- Required work: Write out each of the entries below line for line, without changing a single character.

- Given data:
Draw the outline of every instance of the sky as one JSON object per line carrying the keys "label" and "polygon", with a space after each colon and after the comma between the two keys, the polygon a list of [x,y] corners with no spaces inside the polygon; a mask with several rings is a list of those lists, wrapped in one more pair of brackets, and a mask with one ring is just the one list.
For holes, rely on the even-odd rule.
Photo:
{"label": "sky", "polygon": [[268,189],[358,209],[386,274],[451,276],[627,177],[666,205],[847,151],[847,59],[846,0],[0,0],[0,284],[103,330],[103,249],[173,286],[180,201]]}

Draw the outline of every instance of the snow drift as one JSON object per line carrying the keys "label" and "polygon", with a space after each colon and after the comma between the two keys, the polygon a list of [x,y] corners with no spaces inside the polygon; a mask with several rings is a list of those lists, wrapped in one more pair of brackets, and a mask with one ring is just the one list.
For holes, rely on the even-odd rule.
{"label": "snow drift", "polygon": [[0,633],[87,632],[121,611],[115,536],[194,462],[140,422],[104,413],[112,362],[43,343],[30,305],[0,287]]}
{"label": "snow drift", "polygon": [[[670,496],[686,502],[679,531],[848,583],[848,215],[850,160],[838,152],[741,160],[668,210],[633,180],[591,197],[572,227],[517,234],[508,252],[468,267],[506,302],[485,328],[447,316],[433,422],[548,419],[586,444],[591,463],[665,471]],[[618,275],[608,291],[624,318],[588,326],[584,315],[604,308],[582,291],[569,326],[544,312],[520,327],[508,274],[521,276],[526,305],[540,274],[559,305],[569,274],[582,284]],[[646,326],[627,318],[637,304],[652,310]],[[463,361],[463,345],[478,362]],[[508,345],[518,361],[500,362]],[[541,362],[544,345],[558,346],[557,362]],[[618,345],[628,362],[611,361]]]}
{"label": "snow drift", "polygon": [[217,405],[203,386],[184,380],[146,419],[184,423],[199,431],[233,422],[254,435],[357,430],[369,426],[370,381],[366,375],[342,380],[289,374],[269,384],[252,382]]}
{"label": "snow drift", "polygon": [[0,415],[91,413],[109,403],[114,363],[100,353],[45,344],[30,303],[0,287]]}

- Solution to this exercise:
Draw the outline of every instance of the sky as one JSON object per line carrying the keys "label" and "polygon", with a space after each colon and after the comma between the two keys, the polygon a list of [x,y] corners with no spaces inside the polygon; a mask with several rings is a list of those lists, wrapped in one more pair of brackets, and a mask with one ring is just the one list.
For holes, rely on the even-odd rule.
Photo:
{"label": "sky", "polygon": [[268,189],[358,209],[386,274],[451,276],[627,177],[666,205],[847,151],[847,59],[846,0],[0,0],[0,284],[103,330],[103,249],[173,286],[180,201]]}

Draw the outline of every instance of the snow drift as one JSON object per line carrying the keys "label" and "polygon", with a space after each colon and after the comma between the two keys, the polygon a list of [x,y] corners with no spaces inside the polygon; a mask with several rings is a list of those lists, wrapped in one more pair of brackets, and a mask with one ring is just the one list.
For holes, rely on the even-odd rule.
{"label": "snow drift", "polygon": [[0,633],[87,632],[121,611],[115,536],[194,462],[140,422],[104,413],[112,362],[43,343],[30,305],[0,287]]}
{"label": "snow drift", "polygon": [[[670,496],[686,502],[679,531],[848,583],[848,215],[850,160],[838,152],[741,160],[668,210],[633,180],[591,197],[572,227],[517,234],[508,252],[468,267],[506,302],[485,328],[447,316],[433,422],[548,419],[586,444],[591,463],[665,471]],[[618,275],[608,291],[624,318],[588,326],[584,315],[604,308],[582,291],[569,326],[544,312],[520,327],[508,274],[521,276],[526,305],[540,274],[559,305],[569,274],[582,284]],[[646,326],[627,318],[637,304],[652,310]],[[463,361],[463,345],[478,362]],[[508,345],[518,361],[500,362]],[[541,362],[544,345],[558,346],[557,362]],[[618,345],[628,362],[611,361]]]}
{"label": "snow drift", "polygon": [[217,405],[203,386],[184,380],[146,419],[184,423],[199,431],[233,422],[254,435],[357,430],[369,426],[370,381],[366,375],[342,380],[289,374],[269,384],[252,382]]}
{"label": "snow drift", "polygon": [[0,415],[91,413],[109,403],[114,363],[100,353],[45,344],[30,303],[0,287]]}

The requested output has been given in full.